--- Input data ---

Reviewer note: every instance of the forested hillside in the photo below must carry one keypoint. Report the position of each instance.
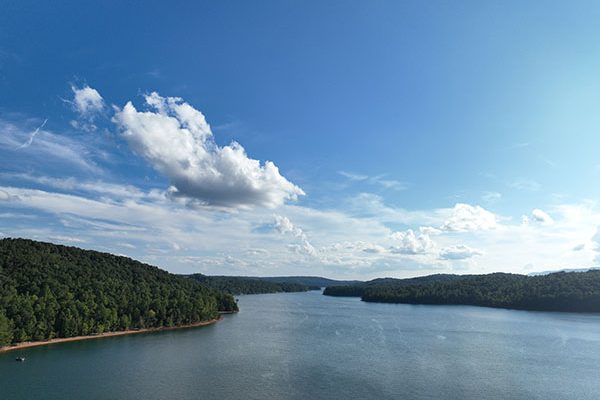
(357, 290)
(574, 291)
(49, 291)
(247, 285)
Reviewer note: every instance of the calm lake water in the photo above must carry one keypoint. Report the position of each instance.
(309, 346)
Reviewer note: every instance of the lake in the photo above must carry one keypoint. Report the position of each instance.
(309, 346)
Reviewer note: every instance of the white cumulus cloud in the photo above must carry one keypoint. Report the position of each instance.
(459, 252)
(465, 218)
(541, 217)
(411, 243)
(176, 139)
(284, 226)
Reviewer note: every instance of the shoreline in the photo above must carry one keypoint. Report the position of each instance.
(26, 345)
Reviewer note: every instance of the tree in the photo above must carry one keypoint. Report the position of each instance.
(6, 330)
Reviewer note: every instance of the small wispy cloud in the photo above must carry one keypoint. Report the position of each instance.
(32, 136)
(525, 184)
(375, 180)
(490, 197)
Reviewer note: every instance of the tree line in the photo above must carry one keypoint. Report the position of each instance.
(247, 285)
(561, 291)
(51, 291)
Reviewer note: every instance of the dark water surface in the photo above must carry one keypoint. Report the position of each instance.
(309, 346)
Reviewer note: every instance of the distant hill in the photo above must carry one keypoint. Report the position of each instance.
(311, 281)
(247, 285)
(563, 270)
(358, 289)
(271, 284)
(561, 291)
(51, 291)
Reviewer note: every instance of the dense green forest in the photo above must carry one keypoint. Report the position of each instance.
(247, 285)
(49, 291)
(358, 289)
(573, 291)
(311, 281)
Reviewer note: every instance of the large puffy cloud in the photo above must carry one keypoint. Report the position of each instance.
(465, 218)
(459, 252)
(410, 243)
(176, 139)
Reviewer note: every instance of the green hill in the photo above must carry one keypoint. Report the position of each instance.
(246, 285)
(358, 289)
(573, 292)
(50, 291)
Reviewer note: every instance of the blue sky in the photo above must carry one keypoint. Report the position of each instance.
(347, 139)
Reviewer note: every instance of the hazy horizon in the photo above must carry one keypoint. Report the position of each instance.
(346, 140)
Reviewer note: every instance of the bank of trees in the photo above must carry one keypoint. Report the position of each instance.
(359, 289)
(247, 285)
(49, 291)
(573, 291)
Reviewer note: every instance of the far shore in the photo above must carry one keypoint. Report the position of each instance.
(25, 345)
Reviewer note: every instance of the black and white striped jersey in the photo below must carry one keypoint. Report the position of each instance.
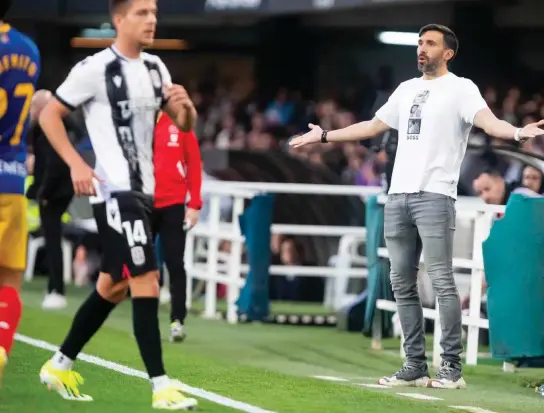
(120, 98)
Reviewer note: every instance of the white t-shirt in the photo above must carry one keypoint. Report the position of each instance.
(121, 98)
(434, 119)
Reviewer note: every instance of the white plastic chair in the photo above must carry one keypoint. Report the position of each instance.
(34, 245)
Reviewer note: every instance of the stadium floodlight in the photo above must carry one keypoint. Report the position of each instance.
(398, 38)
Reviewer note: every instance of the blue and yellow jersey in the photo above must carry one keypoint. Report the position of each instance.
(19, 72)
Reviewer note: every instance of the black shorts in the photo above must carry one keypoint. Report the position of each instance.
(125, 230)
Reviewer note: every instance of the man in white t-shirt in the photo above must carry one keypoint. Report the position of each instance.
(420, 211)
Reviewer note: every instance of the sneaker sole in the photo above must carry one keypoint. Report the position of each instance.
(421, 382)
(187, 404)
(54, 384)
(178, 339)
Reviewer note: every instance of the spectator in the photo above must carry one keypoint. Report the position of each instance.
(532, 179)
(491, 187)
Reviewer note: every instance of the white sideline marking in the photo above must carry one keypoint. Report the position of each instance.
(419, 396)
(127, 371)
(330, 378)
(374, 386)
(471, 409)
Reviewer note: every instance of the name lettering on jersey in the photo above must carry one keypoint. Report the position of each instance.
(12, 168)
(16, 61)
(138, 106)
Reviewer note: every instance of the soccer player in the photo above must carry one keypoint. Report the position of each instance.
(420, 210)
(121, 90)
(19, 71)
(178, 171)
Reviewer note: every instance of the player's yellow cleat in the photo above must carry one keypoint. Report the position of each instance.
(3, 363)
(64, 382)
(171, 398)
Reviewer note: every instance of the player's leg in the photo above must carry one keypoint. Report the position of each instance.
(51, 222)
(13, 244)
(434, 215)
(173, 247)
(111, 289)
(404, 248)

---

• What to do:
From the first line to the last, reproduce the listing above exactly, leaving the pictures out.

• Task result:
Reviewer note: every instance of the forested hillside in the photo below must carry one keypoint. Report the position of each instance.
(357, 290)
(574, 291)
(49, 291)
(247, 285)
Reviewer note: every instance of the calm lake water in the photo above must carry one keypoint. Report the position of each instance.
(309, 346)
Reviewer note: every instance of the lake in the photo above must carry one keypoint. Report the position of each instance.
(309, 346)
Reviewer note: every instance of the white cumulus cloud in the photo above must carry one keypoint. Report the position of each instance.
(459, 252)
(465, 218)
(541, 217)
(411, 243)
(176, 139)
(284, 226)
Reviewer note: every instance of the shoreline in the photo above must carry one keypoint. Report the position of each instance.
(26, 345)
Reviewer note: every instance of the tree in the photo above must carry one keypoint. Report the position of each instance.
(6, 330)
Reviewer note: every instance of the small wispy cloud in the photo above must carry one keypoint. Report the position of each instance.
(32, 136)
(525, 184)
(375, 180)
(490, 197)
Reviewer note: every instance of the tree line in the photo above must carry one keypoint. Report the position of each instance.
(247, 285)
(561, 291)
(51, 291)
Reviewer note: every instance of the dark water surface in the photo above must carry one keypoint. Report the position of each instance.
(309, 346)
Reviewer note: every instance of the distant hill in the photo above must carry one keypoint. Report the position of each instance.
(311, 281)
(247, 285)
(563, 270)
(358, 289)
(271, 284)
(561, 291)
(51, 291)
Reviewer note: every instance of the dense green forest in the photo above must carry one keypoint. Report the position of each instance.
(247, 285)
(49, 291)
(358, 289)
(573, 291)
(311, 281)
Reviewer note: every instance of the large puffy cloud in the photo above must carry one keypoint. Report the position of each instance.
(465, 218)
(459, 252)
(410, 243)
(176, 139)
Reviewer note: every instance of the green hill in the photo above must carry one keypoint. Report the position of each instance.
(246, 285)
(358, 289)
(573, 292)
(50, 291)
Reviewer note: every instance of the blue sky in the photo above must carry one keypoint. Report the position of each instance.
(347, 139)
Reviewer note: every instance of the hazy horizon in the photo above must carry one keypoint. Report the position of each instance.
(346, 140)
Reviewer note: every instance of the bank of trees in the photo above must carry one keypoint. Report the position of each instance.
(359, 289)
(247, 285)
(49, 291)
(573, 291)
Reviewer note: every instance of the far shore in the photo above must carry one keypoint. Report the position of each instance.
(25, 345)
Reviewer note: every instance of the black and white striped jersey in the photo below must carry one keypoint. Report the position of each instance.
(120, 98)
Reviewer note: every instance of the white t-shirt in the photo above must carry one keypoint. Report the position of each instance.
(121, 98)
(434, 119)
Reviewer note: every instance of the white plastic chair in the photo above must carry one keypoint. Report the position of each instance.
(34, 245)
Reviewer note: every instance of the stadium floodlight in the photo above must carry one keypoint. Report the position of each instance.
(398, 38)
Reviewer note: every instance of the blue and yellow jersey in the photo above must carry one keypoint. Report the position of each instance.
(19, 72)
Reviewer note: every instance of the black shorts in the photo above must carry one keypoint. Report the position of each instance.
(125, 230)
Reviewer note: every instance of the man in white t-shirt in the photo above must carry one keypoint. Report the position of each instance.
(420, 211)
Reviewer note: every instance of the sneaker sole in the photo above must carry one keypoint. Report the position of each instance.
(421, 382)
(187, 404)
(54, 384)
(178, 339)
Reviewer note: every instance of the spectator in the photo above must carry one keypoint. Report the position of each instance.
(532, 179)
(491, 187)
Reviewer note: every instance of the white sideline marking in the photo above must carry one keypoint. Report the position of each instance.
(419, 396)
(127, 371)
(330, 378)
(374, 386)
(471, 409)
Reviewer note: every instance of the name lettering on jersey in the photo above must carry one keypoint. Report the position of each instance.
(12, 168)
(16, 61)
(138, 106)
Reviewer note: every instance of the soccer player in the photo above must carry one keypoint. Report the position of each instance.
(420, 210)
(121, 90)
(19, 71)
(178, 171)
Reviewer note: every instance of the player's yellow cleat in the photo above must carry one keypoint. Report the position of each instance.
(3, 363)
(64, 382)
(171, 398)
Reviewer note: every instance of the player's leg in the photo above must carry one keypoint. Report the position of each instance.
(51, 222)
(13, 244)
(434, 215)
(173, 247)
(111, 289)
(404, 248)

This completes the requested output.